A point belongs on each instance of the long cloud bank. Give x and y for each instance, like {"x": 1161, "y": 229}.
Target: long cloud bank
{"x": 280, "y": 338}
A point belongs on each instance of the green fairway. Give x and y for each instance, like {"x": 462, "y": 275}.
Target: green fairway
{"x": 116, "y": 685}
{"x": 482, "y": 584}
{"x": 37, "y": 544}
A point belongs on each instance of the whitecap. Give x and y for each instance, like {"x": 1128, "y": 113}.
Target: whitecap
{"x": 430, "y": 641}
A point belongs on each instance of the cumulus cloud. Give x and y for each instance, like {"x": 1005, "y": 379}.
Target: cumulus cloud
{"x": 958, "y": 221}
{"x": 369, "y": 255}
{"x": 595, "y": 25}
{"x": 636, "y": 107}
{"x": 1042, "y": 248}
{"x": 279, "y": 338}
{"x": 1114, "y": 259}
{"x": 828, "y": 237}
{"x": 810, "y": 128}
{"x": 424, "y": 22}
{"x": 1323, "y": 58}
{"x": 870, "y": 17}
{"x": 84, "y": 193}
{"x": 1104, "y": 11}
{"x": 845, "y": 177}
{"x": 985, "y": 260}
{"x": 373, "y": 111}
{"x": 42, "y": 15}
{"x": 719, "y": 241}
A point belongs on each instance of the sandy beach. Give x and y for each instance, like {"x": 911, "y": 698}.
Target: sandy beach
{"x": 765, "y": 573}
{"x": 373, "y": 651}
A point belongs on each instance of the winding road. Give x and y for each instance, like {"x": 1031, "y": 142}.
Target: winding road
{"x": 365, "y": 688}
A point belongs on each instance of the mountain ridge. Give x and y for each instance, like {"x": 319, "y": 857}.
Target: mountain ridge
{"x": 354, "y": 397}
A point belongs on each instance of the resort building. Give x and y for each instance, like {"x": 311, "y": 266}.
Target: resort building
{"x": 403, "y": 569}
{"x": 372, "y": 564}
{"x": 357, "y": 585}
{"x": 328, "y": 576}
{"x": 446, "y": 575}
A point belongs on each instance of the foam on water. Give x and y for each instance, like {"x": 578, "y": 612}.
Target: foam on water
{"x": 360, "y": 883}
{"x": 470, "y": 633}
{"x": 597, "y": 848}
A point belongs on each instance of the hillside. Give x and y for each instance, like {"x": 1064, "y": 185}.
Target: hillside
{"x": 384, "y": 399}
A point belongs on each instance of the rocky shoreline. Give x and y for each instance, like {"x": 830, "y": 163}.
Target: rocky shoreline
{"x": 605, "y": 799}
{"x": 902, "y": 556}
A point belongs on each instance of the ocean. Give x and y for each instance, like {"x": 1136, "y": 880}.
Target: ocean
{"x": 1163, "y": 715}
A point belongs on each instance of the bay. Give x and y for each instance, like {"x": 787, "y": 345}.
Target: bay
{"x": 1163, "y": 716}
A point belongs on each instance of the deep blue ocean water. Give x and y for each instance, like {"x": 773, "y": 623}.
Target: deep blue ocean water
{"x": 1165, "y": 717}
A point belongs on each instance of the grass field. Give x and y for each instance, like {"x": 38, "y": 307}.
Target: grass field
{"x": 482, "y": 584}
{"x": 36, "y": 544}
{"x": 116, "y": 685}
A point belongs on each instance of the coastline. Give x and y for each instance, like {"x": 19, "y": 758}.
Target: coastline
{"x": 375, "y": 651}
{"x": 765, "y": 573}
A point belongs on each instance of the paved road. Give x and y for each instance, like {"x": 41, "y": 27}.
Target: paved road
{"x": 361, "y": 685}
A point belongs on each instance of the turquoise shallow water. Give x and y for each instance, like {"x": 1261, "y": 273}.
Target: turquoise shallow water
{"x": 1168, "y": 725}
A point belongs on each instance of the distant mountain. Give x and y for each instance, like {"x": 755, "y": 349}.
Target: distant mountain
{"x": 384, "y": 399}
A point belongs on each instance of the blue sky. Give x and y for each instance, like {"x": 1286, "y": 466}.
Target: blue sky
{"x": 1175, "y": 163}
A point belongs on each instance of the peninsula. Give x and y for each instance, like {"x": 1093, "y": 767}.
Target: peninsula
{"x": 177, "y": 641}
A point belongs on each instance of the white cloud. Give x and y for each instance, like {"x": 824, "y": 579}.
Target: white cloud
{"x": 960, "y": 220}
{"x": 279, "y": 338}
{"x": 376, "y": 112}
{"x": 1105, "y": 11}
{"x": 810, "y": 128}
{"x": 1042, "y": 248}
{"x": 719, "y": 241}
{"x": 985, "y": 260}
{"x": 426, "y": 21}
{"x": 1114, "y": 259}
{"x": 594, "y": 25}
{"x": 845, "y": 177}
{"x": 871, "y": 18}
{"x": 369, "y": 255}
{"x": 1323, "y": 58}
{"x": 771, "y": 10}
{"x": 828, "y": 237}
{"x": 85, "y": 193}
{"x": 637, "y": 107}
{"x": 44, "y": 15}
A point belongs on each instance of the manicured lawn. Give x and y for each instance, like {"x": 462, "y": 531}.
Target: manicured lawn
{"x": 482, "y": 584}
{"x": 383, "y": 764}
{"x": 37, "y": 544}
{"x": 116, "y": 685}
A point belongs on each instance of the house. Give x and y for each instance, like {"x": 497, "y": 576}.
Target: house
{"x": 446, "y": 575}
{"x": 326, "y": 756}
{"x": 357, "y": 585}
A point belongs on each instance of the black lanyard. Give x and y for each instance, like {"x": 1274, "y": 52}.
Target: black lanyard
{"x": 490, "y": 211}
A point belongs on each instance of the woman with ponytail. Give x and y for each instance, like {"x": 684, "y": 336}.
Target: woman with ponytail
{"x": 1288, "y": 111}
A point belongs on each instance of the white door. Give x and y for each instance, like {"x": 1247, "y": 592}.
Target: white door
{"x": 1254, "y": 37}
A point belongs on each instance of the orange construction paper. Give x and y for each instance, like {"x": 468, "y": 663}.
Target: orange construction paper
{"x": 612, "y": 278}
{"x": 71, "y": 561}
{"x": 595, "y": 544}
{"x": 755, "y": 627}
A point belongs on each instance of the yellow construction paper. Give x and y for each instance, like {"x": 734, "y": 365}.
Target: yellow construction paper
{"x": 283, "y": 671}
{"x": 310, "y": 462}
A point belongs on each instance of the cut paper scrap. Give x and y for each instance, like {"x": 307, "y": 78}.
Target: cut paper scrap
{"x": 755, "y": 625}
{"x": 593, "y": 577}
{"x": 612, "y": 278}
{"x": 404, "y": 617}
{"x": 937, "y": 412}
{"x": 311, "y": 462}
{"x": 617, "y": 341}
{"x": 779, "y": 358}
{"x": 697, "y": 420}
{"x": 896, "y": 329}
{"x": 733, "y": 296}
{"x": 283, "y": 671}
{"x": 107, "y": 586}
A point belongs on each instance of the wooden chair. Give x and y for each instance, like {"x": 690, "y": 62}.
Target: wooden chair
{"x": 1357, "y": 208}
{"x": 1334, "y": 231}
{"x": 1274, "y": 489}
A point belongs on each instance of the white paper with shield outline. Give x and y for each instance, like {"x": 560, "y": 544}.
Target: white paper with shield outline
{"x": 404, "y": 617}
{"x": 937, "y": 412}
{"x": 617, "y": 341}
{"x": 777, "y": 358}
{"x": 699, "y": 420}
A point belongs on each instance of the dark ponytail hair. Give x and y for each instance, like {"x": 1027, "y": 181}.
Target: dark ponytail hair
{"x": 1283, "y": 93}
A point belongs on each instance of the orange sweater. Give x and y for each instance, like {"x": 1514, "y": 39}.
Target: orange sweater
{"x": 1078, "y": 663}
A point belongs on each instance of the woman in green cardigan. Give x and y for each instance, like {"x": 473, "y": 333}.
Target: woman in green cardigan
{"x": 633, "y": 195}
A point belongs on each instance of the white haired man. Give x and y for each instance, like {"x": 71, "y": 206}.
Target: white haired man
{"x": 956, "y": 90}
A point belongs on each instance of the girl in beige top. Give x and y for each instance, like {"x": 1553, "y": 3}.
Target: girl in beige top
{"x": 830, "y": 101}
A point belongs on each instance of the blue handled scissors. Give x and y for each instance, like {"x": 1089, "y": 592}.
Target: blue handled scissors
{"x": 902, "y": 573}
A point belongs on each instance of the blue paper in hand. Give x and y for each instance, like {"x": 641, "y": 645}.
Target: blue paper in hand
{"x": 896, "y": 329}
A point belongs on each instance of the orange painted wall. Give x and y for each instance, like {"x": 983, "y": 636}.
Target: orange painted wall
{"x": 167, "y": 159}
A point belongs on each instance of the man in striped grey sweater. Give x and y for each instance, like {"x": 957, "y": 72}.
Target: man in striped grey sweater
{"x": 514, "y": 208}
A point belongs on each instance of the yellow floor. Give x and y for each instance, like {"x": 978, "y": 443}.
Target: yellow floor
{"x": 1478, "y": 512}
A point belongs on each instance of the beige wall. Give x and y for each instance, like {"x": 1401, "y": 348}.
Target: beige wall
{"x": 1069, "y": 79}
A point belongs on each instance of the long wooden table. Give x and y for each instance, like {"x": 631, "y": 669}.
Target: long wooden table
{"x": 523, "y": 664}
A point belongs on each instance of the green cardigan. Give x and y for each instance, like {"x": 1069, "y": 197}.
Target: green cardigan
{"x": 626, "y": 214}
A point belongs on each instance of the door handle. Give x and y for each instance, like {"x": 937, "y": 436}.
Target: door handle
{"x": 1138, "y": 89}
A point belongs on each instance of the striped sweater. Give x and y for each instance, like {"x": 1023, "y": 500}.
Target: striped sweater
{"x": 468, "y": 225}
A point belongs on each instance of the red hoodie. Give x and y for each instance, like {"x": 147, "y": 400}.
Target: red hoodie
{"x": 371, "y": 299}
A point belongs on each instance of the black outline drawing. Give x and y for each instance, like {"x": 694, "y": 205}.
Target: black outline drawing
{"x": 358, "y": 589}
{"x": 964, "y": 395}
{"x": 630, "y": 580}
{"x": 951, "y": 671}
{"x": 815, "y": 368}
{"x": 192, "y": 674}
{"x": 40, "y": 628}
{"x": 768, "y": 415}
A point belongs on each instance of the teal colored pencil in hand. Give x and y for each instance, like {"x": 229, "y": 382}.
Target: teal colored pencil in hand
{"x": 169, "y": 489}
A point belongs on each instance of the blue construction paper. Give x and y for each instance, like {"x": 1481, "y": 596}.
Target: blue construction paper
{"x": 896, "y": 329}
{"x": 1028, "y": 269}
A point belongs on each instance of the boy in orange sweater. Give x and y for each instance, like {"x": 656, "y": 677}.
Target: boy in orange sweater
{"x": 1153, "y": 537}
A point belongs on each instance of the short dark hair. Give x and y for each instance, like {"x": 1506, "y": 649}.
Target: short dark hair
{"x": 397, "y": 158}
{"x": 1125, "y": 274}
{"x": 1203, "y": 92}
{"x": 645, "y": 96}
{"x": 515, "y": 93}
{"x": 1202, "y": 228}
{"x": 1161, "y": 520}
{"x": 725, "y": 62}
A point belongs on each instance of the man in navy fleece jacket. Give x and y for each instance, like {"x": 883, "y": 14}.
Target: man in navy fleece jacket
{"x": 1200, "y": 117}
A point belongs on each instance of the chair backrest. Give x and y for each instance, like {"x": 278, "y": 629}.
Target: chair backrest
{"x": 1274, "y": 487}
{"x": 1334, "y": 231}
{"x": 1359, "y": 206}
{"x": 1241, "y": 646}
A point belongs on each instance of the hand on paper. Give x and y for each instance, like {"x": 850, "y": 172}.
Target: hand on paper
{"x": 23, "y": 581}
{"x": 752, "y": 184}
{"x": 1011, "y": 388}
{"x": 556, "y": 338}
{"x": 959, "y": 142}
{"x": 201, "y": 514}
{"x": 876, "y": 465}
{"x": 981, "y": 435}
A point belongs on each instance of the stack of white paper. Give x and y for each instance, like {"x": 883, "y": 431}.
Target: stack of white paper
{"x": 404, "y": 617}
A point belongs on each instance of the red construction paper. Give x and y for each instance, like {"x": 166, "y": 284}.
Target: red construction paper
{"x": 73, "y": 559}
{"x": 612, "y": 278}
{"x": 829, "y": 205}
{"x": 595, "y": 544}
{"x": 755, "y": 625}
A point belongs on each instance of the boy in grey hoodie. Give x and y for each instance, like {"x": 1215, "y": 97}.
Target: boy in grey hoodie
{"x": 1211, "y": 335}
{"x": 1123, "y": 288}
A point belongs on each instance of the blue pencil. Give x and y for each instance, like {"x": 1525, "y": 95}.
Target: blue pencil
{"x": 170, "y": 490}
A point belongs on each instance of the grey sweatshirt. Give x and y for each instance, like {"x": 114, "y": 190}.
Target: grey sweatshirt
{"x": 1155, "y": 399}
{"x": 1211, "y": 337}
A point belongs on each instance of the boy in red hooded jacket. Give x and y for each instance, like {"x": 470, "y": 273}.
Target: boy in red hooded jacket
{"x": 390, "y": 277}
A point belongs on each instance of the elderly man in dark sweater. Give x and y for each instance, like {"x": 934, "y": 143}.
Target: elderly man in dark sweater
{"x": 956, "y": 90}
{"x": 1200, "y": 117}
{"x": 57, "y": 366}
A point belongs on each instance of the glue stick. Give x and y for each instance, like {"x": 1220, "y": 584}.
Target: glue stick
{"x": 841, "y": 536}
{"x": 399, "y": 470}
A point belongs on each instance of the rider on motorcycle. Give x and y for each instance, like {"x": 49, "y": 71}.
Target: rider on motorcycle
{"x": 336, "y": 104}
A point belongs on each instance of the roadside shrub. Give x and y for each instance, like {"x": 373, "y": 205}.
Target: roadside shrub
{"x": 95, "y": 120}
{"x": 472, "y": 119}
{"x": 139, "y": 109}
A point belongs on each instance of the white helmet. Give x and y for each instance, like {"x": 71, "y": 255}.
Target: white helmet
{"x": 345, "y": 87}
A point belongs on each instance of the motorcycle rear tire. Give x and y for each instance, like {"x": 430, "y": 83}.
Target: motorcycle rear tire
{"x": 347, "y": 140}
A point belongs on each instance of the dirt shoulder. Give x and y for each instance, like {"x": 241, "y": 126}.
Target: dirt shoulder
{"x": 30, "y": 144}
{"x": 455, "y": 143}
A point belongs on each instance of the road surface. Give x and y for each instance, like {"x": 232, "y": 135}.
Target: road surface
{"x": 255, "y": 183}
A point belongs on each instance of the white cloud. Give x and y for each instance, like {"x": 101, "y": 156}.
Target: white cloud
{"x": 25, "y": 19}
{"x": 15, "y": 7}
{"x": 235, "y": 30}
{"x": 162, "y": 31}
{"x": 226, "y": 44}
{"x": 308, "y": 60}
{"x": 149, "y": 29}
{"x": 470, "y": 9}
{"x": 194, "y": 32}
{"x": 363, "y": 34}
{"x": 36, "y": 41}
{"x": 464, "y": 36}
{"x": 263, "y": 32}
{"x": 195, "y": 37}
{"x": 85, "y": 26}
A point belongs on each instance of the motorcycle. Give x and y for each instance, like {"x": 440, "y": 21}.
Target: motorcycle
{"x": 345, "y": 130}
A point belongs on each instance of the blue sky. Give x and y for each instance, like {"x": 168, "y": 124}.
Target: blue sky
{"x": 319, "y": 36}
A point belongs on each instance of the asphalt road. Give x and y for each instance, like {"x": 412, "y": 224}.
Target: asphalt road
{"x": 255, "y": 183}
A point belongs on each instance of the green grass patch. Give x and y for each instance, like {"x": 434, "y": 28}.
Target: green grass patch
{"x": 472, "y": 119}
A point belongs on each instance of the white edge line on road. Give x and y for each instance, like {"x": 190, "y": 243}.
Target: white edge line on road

Your task: Reproduce the material from the line holding "A point belongs on each instance of the white helmet." through the last line, inclusive, with "dirt shoulder" changed to "gravel shoulder" wherever it occurs and nothing else altered.

Exercise answer:
A point belongs on each instance of the white helmet. Give x and y for each instance, like {"x": 71, "y": 255}.
Target: white helmet
{"x": 345, "y": 87}
A point belongs on each instance of the motorcycle rear tire. Give x and y for each instance, like {"x": 430, "y": 83}.
Target: motorcycle rear tire
{"x": 347, "y": 140}
A point belongs on each instance of the gravel shoulder. Give x and y for each instance, like {"x": 241, "y": 126}.
Target: gravel shoulder
{"x": 30, "y": 144}
{"x": 455, "y": 143}
A point belongs on each instance of the road surface. Give x and y for each instance, like {"x": 232, "y": 135}.
Target: road surface
{"x": 255, "y": 183}
A point belongs on each instance of the white cloud. Give x and y for each instance, like {"x": 101, "y": 156}.
Target: white cloud
{"x": 25, "y": 19}
{"x": 15, "y": 7}
{"x": 235, "y": 30}
{"x": 162, "y": 31}
{"x": 226, "y": 44}
{"x": 308, "y": 60}
{"x": 149, "y": 29}
{"x": 470, "y": 9}
{"x": 194, "y": 32}
{"x": 363, "y": 34}
{"x": 36, "y": 41}
{"x": 464, "y": 36}
{"x": 263, "y": 32}
{"x": 195, "y": 37}
{"x": 85, "y": 26}
A point belongs on each instance of the motorcycle. Give x and y for each instance, like {"x": 440, "y": 21}.
Target: motorcycle
{"x": 345, "y": 130}
A point belongs on each instance of the blue sky. Give x and y for each instance, like {"x": 168, "y": 124}.
Target: blue sky
{"x": 319, "y": 36}
A point belongs on each instance of the asphalt road. Give x and y for each instance, like {"x": 412, "y": 224}.
Target: asphalt road
{"x": 255, "y": 183}
A point belongs on each instance of the green grass patch. Give x and y for each instance, like {"x": 434, "y": 28}.
Target: green grass patch
{"x": 472, "y": 119}
A point belongs on each instance of the white edge line on road. Give x and y for each instance, like {"x": 190, "y": 243}.
Target: white edge line on road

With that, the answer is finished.